## PROVIDED RECORDS

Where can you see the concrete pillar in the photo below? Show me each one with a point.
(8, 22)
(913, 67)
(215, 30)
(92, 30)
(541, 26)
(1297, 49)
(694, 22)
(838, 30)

## DIRECTIVE
Can you write out the items again, changing "concrete pillar" to "steel column" and leaving everything else the same?

## SOLUTION BELOW
Where can you see the steel column in the photo below? Show me each one with a point.
(8, 22)
(913, 67)
(215, 30)
(92, 30)
(541, 26)
(1297, 49)
(694, 22)
(838, 30)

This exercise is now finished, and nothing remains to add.